>> START

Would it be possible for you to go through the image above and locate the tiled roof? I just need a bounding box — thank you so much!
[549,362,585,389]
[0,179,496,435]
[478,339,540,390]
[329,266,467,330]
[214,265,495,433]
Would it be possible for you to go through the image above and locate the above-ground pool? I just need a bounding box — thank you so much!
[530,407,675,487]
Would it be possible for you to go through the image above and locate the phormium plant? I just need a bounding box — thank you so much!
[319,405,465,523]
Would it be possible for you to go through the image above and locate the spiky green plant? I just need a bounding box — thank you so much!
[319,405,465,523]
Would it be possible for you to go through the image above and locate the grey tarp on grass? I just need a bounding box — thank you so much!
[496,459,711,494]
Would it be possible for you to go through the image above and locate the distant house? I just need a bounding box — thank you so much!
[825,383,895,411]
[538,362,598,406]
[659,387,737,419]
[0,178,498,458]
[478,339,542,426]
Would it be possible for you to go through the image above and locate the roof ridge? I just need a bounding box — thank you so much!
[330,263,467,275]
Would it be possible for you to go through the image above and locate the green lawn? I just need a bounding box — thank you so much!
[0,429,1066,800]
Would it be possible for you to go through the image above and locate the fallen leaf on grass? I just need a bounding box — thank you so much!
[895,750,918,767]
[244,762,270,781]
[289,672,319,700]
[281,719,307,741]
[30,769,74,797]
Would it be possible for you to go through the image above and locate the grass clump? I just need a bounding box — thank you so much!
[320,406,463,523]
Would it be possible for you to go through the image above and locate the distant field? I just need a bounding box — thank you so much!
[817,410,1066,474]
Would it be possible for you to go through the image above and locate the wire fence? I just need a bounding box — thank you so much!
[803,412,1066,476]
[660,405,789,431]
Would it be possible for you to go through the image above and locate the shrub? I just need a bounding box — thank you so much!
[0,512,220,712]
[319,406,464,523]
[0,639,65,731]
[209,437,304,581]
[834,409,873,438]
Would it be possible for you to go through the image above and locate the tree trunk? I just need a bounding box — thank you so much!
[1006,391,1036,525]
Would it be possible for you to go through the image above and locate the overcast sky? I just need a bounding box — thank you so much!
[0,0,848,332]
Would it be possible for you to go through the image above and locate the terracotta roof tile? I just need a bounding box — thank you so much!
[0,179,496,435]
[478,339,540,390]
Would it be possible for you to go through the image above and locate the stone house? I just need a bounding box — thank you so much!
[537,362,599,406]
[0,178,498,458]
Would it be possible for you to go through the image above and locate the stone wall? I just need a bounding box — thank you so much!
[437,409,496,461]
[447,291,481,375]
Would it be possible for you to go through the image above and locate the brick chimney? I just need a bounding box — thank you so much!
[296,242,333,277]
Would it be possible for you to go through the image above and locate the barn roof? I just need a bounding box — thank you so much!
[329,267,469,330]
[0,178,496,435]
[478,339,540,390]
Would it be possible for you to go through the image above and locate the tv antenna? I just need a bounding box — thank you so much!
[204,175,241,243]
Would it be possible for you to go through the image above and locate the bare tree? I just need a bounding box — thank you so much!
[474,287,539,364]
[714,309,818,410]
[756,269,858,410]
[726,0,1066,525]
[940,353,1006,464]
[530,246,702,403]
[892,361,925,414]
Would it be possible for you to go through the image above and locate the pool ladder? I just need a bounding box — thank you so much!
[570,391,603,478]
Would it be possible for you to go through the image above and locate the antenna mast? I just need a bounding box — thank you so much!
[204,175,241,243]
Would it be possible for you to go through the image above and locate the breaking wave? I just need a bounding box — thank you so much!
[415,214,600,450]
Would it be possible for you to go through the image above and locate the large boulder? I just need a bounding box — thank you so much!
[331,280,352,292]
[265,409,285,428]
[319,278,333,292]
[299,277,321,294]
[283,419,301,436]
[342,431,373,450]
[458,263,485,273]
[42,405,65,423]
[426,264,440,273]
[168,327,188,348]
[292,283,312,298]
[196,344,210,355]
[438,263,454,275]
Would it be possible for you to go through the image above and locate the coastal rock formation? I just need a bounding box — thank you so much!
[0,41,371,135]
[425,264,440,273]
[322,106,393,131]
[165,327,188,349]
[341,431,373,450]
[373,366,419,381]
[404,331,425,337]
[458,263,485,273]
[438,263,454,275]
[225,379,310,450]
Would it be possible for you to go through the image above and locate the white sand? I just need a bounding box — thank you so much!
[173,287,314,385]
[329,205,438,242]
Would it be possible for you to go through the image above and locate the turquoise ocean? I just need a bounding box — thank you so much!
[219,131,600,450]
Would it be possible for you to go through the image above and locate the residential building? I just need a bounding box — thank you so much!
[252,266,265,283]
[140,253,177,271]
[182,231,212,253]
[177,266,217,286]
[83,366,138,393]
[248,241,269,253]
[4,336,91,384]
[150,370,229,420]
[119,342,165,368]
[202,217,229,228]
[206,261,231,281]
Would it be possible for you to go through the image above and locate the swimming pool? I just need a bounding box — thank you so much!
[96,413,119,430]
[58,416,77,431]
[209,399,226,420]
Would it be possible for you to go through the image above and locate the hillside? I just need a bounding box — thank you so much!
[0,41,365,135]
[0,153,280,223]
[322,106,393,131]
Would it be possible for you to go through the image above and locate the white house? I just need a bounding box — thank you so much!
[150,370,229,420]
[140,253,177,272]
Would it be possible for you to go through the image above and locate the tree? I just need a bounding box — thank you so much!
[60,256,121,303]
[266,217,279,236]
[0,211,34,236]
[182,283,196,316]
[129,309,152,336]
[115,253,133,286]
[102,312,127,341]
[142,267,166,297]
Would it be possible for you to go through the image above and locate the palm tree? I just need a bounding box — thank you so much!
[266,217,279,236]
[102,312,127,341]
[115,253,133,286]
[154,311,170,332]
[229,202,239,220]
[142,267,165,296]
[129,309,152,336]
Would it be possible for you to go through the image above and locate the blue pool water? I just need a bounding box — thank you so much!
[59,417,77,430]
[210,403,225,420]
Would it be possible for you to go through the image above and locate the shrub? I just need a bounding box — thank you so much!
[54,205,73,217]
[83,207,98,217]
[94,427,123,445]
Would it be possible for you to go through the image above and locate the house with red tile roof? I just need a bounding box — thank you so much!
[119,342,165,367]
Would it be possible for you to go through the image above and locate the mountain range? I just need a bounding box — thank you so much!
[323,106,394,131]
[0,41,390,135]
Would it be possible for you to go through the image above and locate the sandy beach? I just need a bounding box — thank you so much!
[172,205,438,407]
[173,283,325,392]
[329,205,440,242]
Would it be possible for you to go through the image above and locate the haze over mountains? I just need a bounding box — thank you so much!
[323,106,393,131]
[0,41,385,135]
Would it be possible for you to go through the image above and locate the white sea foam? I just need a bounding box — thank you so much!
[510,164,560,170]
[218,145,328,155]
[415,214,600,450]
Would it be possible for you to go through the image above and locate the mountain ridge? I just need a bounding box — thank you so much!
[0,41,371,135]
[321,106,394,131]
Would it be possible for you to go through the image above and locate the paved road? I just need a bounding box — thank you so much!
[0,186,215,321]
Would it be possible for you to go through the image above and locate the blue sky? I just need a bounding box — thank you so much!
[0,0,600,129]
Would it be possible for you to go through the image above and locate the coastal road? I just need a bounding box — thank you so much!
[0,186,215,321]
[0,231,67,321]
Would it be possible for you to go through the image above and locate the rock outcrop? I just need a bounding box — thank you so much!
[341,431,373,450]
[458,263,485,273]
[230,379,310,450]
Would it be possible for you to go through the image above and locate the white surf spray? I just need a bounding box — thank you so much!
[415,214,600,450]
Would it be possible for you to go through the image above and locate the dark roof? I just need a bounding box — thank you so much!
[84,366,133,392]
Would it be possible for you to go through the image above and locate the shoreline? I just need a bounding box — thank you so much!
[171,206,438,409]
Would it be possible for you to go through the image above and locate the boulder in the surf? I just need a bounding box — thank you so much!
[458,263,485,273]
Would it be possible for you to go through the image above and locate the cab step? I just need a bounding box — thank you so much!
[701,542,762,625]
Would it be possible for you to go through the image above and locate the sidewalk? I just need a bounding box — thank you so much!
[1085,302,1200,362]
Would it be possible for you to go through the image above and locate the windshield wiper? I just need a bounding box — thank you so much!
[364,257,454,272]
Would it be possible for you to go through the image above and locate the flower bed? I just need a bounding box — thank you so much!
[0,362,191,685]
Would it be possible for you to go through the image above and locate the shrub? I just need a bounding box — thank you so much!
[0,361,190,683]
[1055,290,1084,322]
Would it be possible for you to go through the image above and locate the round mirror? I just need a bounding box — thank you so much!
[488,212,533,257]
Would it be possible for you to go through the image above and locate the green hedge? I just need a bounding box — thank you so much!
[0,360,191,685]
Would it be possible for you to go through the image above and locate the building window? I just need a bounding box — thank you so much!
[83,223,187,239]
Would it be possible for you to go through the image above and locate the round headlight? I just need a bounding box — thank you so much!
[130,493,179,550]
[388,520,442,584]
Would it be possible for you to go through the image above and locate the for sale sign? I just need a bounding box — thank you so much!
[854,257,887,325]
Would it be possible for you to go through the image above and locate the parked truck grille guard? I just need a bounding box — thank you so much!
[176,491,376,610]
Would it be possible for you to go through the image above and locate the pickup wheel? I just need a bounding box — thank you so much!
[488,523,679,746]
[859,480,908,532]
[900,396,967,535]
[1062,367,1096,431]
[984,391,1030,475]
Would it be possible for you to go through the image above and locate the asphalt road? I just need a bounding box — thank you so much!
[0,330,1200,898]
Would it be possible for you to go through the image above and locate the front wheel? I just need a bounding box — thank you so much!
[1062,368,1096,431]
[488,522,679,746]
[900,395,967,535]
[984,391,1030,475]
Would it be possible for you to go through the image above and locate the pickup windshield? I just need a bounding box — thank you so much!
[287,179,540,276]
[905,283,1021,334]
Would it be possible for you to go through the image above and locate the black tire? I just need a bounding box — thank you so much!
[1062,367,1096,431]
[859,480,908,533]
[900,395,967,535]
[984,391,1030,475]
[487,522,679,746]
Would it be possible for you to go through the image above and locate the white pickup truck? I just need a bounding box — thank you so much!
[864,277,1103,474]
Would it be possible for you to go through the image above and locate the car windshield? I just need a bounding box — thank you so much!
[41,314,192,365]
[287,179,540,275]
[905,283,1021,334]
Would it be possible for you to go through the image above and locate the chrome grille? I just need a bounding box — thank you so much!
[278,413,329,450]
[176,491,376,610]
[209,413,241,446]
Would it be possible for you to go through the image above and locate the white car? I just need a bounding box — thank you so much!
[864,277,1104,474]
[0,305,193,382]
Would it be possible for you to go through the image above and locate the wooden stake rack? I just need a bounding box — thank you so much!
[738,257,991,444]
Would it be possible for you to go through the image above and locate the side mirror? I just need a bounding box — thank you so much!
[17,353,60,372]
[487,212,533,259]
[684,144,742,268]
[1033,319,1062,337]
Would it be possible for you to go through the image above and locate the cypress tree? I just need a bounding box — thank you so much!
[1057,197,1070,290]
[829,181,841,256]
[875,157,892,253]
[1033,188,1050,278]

>> END

# [Work to be completed]
Update the records starting at the beginning and ending at the line that contains "[496,459,711,494]", with "go through" replaced by "look over" and everything else left unchanged.

# [Task solution]
Would it be possible for you to look over the image above and locate the tiled roof? I just need a bounding box — thank you so much!
[549,362,585,389]
[0,179,496,435]
[478,339,540,390]
[329,266,467,330]
[214,265,495,433]
Would it be possible for you to look over the image above and locate the above-ground pool? I just need a bounding box — thank you so much!
[530,407,675,487]
Would it be possible for you to look over the image above and locate the phormium plant? I just need a bounding box — thank you so much!
[319,405,465,523]
Would it be possible for you to look over the image above and locate the spiky green plant? I just need a bounding box — thank you so much!
[319,405,465,523]
Would it be possible for you to look over the image above and locate the grey tarp on grass? I just need a bounding box — thank you so much!
[496,459,711,494]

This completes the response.